### Task input ###
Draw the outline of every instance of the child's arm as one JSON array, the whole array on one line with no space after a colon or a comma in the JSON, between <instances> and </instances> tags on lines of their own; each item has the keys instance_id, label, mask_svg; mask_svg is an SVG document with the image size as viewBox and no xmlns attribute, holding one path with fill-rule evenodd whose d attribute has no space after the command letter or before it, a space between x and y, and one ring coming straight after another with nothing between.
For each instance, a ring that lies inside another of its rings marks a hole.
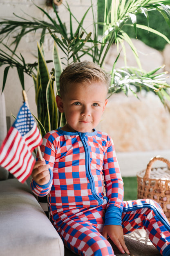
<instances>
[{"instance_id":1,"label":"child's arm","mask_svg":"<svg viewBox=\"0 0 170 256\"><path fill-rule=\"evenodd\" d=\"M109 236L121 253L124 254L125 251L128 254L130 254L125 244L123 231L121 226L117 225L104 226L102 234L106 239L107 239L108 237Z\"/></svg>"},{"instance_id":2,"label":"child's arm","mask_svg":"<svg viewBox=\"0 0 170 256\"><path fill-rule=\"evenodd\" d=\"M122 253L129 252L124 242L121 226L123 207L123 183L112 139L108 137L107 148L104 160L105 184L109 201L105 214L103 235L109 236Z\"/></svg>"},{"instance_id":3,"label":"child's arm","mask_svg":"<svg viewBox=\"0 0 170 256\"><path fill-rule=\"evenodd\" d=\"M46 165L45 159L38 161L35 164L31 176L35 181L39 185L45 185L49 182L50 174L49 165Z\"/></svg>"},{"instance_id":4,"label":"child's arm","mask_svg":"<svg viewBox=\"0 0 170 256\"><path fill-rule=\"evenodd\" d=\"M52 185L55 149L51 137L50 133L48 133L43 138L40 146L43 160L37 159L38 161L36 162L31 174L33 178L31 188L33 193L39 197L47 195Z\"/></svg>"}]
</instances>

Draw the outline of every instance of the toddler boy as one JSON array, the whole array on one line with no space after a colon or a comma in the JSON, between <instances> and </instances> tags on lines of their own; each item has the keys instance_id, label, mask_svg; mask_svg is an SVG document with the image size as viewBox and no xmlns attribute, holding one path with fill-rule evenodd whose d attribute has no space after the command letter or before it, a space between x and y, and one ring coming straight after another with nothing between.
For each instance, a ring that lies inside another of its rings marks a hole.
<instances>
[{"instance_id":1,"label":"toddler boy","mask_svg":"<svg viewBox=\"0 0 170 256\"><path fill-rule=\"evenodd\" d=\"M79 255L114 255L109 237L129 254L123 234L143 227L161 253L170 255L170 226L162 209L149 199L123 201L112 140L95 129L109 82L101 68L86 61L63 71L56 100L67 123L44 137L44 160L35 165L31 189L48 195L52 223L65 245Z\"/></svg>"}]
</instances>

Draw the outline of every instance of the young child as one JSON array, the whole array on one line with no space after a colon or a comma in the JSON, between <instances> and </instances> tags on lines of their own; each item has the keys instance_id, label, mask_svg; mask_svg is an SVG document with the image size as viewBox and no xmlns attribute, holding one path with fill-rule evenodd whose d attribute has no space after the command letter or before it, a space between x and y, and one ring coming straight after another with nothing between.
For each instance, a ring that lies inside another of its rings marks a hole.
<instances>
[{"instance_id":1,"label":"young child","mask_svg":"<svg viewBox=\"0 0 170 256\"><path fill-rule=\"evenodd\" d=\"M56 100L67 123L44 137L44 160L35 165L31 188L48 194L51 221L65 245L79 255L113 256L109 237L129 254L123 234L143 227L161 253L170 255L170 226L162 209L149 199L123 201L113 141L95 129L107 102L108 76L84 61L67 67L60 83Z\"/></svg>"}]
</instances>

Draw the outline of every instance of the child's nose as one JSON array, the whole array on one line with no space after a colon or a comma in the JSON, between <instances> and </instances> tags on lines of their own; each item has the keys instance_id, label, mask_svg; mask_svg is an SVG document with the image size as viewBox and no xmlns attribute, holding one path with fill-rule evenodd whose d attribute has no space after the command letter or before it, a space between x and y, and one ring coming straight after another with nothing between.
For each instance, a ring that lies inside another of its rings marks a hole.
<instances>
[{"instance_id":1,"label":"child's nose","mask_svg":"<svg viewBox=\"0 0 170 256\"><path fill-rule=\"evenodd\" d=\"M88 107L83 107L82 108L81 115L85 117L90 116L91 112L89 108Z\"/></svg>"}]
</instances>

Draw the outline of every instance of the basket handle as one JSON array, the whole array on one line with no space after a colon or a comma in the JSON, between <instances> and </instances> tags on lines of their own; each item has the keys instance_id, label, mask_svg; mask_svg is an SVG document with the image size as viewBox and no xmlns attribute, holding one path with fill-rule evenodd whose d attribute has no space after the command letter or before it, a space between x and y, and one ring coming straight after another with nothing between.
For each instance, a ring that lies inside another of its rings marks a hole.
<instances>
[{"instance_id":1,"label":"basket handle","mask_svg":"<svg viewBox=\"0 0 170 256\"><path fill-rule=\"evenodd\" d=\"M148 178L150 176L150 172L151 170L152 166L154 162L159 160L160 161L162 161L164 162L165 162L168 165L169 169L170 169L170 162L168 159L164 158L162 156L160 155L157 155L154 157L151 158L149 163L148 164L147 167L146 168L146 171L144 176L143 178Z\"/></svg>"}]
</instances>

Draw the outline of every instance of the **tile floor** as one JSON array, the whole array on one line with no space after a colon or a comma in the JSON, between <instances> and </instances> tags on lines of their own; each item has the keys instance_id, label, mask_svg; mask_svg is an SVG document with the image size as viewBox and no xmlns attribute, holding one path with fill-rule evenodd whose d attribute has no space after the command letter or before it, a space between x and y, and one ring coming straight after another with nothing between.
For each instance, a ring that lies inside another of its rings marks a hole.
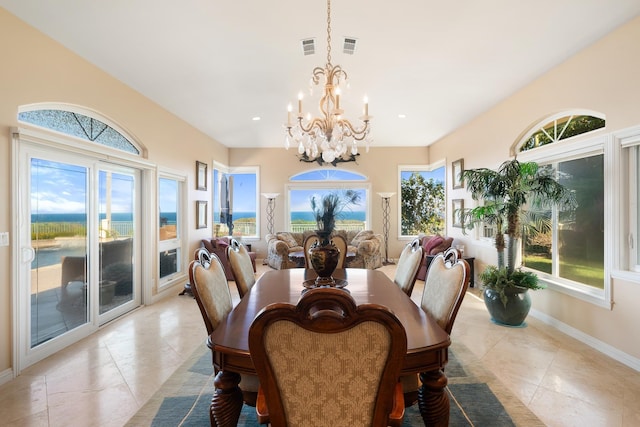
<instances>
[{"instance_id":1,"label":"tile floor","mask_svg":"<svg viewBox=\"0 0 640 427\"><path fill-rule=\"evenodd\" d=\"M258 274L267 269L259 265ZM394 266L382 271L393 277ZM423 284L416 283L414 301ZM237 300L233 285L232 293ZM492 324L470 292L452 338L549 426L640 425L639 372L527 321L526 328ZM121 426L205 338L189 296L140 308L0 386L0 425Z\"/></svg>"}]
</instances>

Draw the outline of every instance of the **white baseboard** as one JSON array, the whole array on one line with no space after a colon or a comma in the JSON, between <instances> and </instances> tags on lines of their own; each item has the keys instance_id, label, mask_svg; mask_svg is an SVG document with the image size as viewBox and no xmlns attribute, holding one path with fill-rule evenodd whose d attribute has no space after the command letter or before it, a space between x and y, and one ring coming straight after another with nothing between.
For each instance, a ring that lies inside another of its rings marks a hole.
###
### Task input ###
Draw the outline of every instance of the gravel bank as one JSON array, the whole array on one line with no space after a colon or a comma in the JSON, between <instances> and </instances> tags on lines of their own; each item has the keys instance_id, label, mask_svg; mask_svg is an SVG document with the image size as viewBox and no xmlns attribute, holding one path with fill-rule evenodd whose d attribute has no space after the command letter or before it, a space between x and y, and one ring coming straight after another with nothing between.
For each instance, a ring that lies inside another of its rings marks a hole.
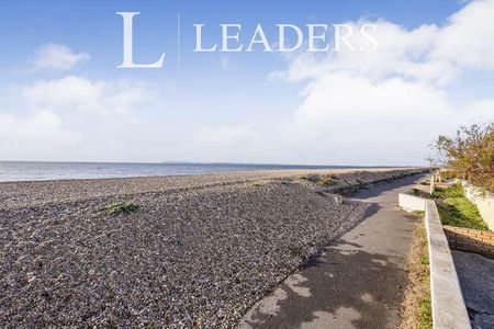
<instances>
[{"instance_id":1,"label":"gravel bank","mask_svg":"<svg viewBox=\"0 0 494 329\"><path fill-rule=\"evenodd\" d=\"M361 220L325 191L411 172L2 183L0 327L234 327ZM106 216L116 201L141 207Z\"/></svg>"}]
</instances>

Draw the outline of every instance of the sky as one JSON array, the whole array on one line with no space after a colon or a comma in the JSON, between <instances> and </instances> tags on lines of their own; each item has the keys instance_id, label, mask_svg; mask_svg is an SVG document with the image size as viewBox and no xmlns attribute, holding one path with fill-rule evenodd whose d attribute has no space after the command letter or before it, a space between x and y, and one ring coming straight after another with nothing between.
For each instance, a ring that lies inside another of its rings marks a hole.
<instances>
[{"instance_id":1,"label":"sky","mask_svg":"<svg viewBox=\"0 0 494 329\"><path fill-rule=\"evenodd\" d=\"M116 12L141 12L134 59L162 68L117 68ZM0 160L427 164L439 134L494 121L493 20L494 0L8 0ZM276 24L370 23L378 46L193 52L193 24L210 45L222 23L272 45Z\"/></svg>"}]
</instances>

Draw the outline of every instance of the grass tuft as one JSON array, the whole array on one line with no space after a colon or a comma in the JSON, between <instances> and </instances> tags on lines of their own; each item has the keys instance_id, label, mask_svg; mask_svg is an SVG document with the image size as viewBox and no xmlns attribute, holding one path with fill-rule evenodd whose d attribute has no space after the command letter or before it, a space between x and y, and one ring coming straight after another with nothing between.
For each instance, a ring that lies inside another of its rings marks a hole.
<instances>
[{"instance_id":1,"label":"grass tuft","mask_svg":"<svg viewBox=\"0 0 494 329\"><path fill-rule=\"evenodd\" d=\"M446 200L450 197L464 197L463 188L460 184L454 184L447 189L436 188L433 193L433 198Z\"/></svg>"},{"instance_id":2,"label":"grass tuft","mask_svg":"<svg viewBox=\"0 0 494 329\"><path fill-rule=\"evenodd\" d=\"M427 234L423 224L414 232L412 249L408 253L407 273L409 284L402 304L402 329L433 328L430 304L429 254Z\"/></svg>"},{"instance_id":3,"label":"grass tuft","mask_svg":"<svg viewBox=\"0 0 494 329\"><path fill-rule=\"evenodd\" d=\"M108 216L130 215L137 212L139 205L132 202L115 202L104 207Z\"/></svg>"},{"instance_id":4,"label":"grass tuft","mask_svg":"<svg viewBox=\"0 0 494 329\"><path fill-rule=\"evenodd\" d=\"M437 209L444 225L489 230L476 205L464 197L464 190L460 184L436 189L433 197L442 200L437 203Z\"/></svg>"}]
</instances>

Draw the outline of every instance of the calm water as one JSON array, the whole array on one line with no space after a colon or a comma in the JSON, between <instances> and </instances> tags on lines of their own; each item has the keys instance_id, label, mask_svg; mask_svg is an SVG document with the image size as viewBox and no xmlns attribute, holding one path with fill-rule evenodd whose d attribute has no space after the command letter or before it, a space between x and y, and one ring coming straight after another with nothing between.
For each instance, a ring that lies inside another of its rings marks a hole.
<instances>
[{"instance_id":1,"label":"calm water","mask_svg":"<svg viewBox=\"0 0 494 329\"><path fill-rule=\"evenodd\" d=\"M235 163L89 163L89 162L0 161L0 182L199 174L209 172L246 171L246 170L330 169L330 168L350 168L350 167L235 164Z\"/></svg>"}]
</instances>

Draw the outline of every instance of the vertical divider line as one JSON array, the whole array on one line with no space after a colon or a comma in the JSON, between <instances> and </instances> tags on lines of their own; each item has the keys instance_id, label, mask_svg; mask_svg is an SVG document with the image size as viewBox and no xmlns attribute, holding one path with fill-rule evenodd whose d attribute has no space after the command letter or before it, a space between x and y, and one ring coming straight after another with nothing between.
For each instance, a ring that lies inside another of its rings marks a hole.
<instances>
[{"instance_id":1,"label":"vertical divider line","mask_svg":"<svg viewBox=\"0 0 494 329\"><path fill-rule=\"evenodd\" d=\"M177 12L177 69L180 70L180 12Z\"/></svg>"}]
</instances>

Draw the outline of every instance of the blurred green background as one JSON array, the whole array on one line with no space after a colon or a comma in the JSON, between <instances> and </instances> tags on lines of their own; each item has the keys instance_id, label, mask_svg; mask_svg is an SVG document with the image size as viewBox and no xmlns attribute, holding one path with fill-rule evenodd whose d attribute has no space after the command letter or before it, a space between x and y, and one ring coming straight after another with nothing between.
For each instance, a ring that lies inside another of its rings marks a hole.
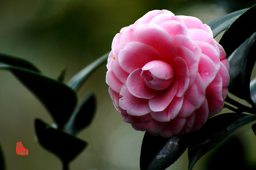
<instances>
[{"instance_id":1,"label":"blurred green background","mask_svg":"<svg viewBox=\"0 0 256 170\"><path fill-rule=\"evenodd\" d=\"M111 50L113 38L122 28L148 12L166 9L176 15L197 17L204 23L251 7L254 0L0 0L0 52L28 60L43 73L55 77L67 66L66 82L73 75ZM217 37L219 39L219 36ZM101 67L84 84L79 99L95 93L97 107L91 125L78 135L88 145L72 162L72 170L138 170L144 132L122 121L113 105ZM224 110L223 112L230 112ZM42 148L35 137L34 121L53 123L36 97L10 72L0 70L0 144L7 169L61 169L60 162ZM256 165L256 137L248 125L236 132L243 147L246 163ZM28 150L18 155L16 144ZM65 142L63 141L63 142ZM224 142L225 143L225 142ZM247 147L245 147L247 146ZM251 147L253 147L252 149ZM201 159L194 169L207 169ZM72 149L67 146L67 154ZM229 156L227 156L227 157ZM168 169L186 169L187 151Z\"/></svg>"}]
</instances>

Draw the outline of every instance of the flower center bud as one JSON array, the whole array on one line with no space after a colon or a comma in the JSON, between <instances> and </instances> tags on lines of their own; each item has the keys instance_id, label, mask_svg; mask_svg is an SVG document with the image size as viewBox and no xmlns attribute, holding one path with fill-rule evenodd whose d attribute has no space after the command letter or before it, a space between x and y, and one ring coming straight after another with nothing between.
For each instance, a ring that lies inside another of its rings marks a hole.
###
What is needed
Select every line of the material above that contains the string "baseboard", and copy each such line in full.

Response to the task
Draw the outline of every instance of the **white baseboard** as one JSON array, the whole array on one line with no space after a colon or a comma in the JSON, between <instances> and </instances> tags on lines of their own; each item has the keys instance_id, label, mask_svg; mask_svg is an SVG document with the image size as viewBox and no xmlns attribute, holding one path with fill-rule evenodd whose d attribute has no space after the command letter or before it, a space between x and y, and one ring coming straight after another with nothing between.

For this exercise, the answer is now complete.